Remote Operations Centres (ROCs) operate industrial equipment several hundred kilometres from a location to deliver nationally and commercially important resources and services in remote and often harsh environments (Lakshmanan et al., 2019). These ROCs orchestrate human decision makers and multiple software systems from numerous vendors. All software systems have Technical Debt (TD), the long-term impact of shortcuts and compromises taken during the software development lifecycle (Besker et al., 2019; Kruchten et al., 2019). Managing technical debt within ROCs is complicated by interactions between software systems and decision makers, producing adaptive and emergent behaviours characteristic of Complex Adaptive Systems (CAS) (Bekebrede et al., 2015; Gould et al., 2024).
Our use case is a ROC owned by an Australian mining company with export revenue of $37 billion AUD (US$ 25bn) in 2025. Significant technical debt issues can affect company profitability and State and Federal budgets (Government of Western Australia, 2025; Ramasubbu & Kemerer, 2021). However, the potential risk of technical debt is not visible to senior management decision makers.
Gould et al. (2024) developed the serious game TD-SIM based on a real-world ROC case study to address CAS complexities and improve awareness of technical debt. Improved situational awareness is a pre-cursor to improved decision making (Wehrle et al., 2022) and thus by extension more effective technical debt management. Evaluating TD-SIM’s effectiveness for different player strategies, which we call player archetypes, is essential for its ongoing refinement as a technical debt management tool. This paper presents a method to enhance serious game evaluation, with targeted insight into TD-SIM’s effectiveness in fostering epistemic change in technical debt awareness, by measuring player archetypes.
Background
Serious games, simulation games, and gaming simulations concern human participants playing a role in an artificial setting (Meijer, 2009). These formats abstract real-world scenarios for learning and are collectively referred to as Serious Games (SGs) (Hauge et al., 2012; Kriz, 2003; E. Leigh & Spindler, 2005). Evaluating serious games concerns measuring, validating and verifying serious game outcomes (Mayer et al., 2014; Petri & von Wangenheim, 2016). It is an integral part of serious game development (E. E. Leigh & Levesque, 2024; van den Hoogen et al., 2014). The primary form of serious game evaluation when focusing on player experience is achieved using pre/post-game questionnaires (Catalano et al., 2014), which suffer from issues of subjectivity (Loh et al., 2015).
Objective measures of play behaviour are possible by analysing in-game player data. (Loh et al., 2007). This can be used to assess if the strategy a player employs is in line with, or is exploiting an aberration of, a serious game’s abstraction of reality (Klabbers, 2009) such as gaming-the-game (Frank, 2012). By quantifying player strategies TD-SIM’s efficacy in promoting epistemic change in technical debt awareness can be measured, thereby quantifying opportunities to improve game design. Of the many perspectives in learning science on epistemic change (Arthars et al., 2024), we adopt that of Shaffer (2006), focusing on pedagogical goals for developing domain specific expert capabilities, to preserve relevance across serious game contexts.

• EXERCISE TASK:
Transcribe the passage on technical debt in remote operations centres from "Our use case" up to and including "management decision makers.".

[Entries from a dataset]
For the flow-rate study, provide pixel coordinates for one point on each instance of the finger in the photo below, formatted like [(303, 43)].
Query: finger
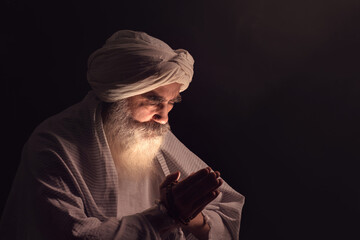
[(192, 179), (170, 178)]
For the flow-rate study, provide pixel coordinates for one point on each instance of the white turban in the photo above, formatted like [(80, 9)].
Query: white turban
[(132, 63)]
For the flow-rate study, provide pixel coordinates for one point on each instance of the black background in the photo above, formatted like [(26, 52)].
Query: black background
[(274, 103)]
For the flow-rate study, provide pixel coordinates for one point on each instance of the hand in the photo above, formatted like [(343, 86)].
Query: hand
[(192, 194)]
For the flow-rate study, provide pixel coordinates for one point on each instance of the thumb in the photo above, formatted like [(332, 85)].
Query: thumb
[(170, 178)]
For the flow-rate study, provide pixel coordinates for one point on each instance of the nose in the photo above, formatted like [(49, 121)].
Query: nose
[(161, 115)]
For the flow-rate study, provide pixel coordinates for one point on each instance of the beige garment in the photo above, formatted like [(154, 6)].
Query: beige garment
[(67, 187)]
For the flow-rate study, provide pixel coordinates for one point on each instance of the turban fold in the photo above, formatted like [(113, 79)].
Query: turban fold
[(132, 63)]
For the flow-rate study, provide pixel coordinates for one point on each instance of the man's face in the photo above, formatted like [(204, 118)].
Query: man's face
[(156, 104)]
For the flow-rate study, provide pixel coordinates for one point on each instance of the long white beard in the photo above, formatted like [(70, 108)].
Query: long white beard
[(133, 145)]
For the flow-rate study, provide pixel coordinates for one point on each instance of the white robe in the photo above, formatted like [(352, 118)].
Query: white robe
[(67, 186)]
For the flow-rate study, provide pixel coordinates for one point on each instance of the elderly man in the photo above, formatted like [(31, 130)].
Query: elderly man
[(110, 168)]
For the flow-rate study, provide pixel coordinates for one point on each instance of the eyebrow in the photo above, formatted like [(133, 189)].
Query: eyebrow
[(152, 96)]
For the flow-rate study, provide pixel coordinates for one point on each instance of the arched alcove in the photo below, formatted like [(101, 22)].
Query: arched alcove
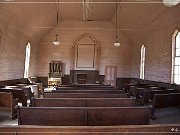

• TASK OUTPUT:
Our use case is a ROC owned by an Australian mining company with export revenue of $37 billion AUD (US$ 25bn) in 2025. Significant technical debt issues can affect company profitability and State and Federal budgets (Government of Western Australia, 2025; Ramasubbu & Kemerer, 2021). However, the potential risk of technical debt is not visible to senior management decision makers.